(begin)
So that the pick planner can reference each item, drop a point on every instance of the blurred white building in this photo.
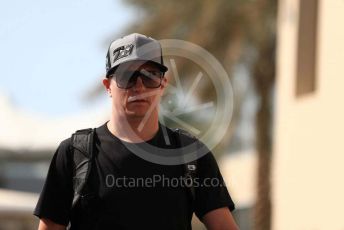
(308, 149)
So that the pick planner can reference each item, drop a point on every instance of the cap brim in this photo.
(160, 66)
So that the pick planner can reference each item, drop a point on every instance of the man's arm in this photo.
(46, 224)
(219, 219)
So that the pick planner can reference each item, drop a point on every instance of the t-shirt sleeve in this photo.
(212, 192)
(56, 197)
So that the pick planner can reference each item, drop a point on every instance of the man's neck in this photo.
(133, 130)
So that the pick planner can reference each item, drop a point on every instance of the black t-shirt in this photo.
(123, 202)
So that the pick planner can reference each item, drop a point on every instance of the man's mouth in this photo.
(136, 99)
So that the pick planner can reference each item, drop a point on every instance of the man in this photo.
(135, 82)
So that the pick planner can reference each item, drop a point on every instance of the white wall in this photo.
(308, 188)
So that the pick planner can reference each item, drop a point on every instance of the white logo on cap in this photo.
(122, 51)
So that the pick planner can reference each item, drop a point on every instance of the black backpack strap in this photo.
(82, 144)
(190, 168)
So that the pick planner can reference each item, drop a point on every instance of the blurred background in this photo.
(282, 155)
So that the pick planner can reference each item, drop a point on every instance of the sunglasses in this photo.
(127, 79)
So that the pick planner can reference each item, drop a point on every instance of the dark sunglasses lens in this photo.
(151, 79)
(126, 79)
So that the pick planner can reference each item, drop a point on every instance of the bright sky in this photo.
(52, 52)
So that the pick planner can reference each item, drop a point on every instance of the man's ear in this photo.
(106, 83)
(164, 82)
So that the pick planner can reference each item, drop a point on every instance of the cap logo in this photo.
(122, 51)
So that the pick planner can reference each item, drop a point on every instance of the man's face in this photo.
(139, 100)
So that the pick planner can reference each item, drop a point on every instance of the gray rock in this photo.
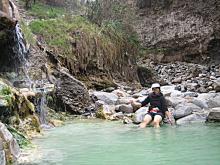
(125, 100)
(185, 109)
(216, 85)
(174, 101)
(108, 98)
(200, 103)
(177, 80)
(14, 148)
(4, 133)
(127, 120)
(191, 94)
(2, 157)
(72, 95)
(214, 115)
(126, 108)
(197, 117)
(139, 114)
(120, 93)
(214, 101)
(3, 103)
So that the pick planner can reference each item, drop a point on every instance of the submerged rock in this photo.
(185, 109)
(214, 115)
(197, 117)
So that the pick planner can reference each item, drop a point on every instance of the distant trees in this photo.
(99, 11)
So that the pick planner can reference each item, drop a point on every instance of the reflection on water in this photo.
(112, 143)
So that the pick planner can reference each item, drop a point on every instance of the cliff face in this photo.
(173, 30)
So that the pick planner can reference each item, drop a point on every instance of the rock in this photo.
(109, 89)
(200, 103)
(127, 120)
(214, 101)
(139, 114)
(4, 133)
(2, 157)
(214, 115)
(125, 100)
(174, 101)
(197, 117)
(71, 94)
(170, 90)
(104, 111)
(14, 148)
(9, 148)
(56, 123)
(191, 94)
(3, 103)
(120, 93)
(216, 85)
(108, 98)
(126, 108)
(177, 80)
(118, 115)
(185, 109)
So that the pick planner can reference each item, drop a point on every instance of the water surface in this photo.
(95, 142)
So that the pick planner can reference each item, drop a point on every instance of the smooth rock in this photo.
(197, 117)
(108, 98)
(126, 108)
(2, 157)
(185, 109)
(139, 114)
(214, 115)
(120, 93)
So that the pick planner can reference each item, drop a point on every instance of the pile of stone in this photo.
(190, 77)
(9, 148)
(186, 107)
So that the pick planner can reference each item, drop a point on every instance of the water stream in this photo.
(94, 142)
(25, 66)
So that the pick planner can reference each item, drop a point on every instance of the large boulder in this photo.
(185, 109)
(108, 98)
(72, 95)
(196, 117)
(214, 115)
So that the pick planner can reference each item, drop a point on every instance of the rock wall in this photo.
(97, 63)
(180, 30)
(8, 42)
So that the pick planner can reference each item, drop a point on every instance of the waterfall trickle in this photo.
(36, 86)
(41, 107)
(22, 53)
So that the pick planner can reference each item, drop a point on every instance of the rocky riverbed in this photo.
(186, 107)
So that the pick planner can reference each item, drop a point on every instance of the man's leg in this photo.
(157, 120)
(146, 121)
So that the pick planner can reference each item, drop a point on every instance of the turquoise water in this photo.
(112, 143)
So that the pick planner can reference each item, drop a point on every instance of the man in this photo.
(158, 107)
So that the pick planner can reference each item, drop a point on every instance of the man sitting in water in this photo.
(158, 107)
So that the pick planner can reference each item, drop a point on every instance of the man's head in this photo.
(155, 88)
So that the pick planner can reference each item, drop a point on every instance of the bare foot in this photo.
(143, 125)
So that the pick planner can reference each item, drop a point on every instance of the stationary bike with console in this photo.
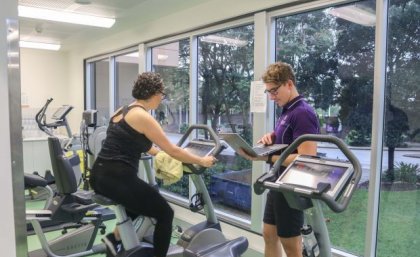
(70, 208)
(310, 181)
(204, 239)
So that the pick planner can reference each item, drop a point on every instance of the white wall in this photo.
(44, 74)
(149, 26)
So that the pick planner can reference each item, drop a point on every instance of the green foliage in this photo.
(183, 128)
(225, 74)
(357, 138)
(407, 172)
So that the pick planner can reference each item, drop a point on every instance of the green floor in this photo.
(33, 242)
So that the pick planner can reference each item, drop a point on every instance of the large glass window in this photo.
(332, 53)
(101, 85)
(127, 70)
(225, 71)
(399, 214)
(172, 62)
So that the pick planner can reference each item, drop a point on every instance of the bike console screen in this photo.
(309, 172)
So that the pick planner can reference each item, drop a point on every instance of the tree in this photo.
(225, 74)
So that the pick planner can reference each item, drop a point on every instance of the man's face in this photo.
(278, 93)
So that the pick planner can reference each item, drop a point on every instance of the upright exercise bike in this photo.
(310, 181)
(204, 239)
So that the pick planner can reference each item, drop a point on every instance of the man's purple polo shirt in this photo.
(297, 118)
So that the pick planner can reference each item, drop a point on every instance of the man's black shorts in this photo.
(277, 212)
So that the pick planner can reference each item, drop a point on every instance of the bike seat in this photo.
(231, 248)
(32, 180)
(102, 200)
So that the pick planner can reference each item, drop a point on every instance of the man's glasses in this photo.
(272, 91)
(163, 94)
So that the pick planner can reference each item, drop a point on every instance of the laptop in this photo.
(235, 141)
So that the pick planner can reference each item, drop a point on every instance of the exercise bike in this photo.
(70, 208)
(59, 117)
(204, 239)
(310, 181)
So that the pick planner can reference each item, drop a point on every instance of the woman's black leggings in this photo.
(119, 182)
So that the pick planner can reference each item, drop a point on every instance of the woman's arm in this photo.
(144, 123)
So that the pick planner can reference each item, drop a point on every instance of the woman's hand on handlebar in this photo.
(208, 161)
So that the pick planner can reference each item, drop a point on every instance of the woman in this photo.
(131, 132)
(282, 224)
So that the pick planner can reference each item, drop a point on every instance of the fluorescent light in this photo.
(354, 14)
(39, 45)
(223, 40)
(162, 57)
(135, 54)
(62, 16)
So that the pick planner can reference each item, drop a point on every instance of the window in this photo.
(399, 219)
(172, 61)
(127, 70)
(225, 71)
(101, 85)
(333, 60)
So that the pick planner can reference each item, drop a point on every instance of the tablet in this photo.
(235, 141)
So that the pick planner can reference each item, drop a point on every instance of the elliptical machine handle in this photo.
(218, 147)
(41, 115)
(335, 206)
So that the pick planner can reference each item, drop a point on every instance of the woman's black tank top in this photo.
(123, 142)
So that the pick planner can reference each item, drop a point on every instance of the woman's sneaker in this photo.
(113, 245)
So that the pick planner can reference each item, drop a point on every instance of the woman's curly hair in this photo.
(279, 73)
(147, 85)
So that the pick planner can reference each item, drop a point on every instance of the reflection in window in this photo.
(226, 69)
(172, 62)
(399, 215)
(332, 54)
(101, 85)
(127, 70)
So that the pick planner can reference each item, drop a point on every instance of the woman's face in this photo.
(279, 93)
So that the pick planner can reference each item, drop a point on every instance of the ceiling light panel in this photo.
(64, 16)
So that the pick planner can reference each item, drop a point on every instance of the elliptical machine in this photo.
(204, 239)
(310, 180)
(60, 120)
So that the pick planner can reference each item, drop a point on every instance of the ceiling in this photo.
(124, 11)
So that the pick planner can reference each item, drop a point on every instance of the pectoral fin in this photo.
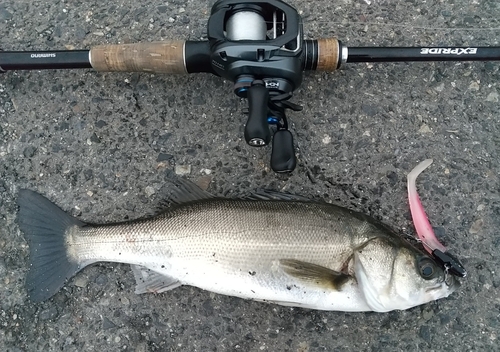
(end)
TASK OBJECTIVE: Locate every line in the items above that contains the string "woman" and copy each of those lines in full.

TASK ANSWER:
So that the pick planner can reference each item, drop a point on every instance of the woman's black leggings in this photo.
So that the pick planner can reference each item, drop a point on every instance of the woman's arm in this photo.
So that the pick planner can reference each item, drop a point on every instance of the woman's hand on handlebar in this photo.
So that the pick planner can reference each item, drop a point on every instance of the woman in this photo.
So that the pick planner can reference each item, drop a point on every instance of the woman's black tank top in this photo.
So that the pick planner can reference each item, drop a point on every instance of the woman's sneaker in this photo.
So that the pick planner can reference each item, drop a point on every instance of the woman's curly hair in this photo.
So that the pick planner can reference each item, drop a point on every instance of the woman's face in this photo.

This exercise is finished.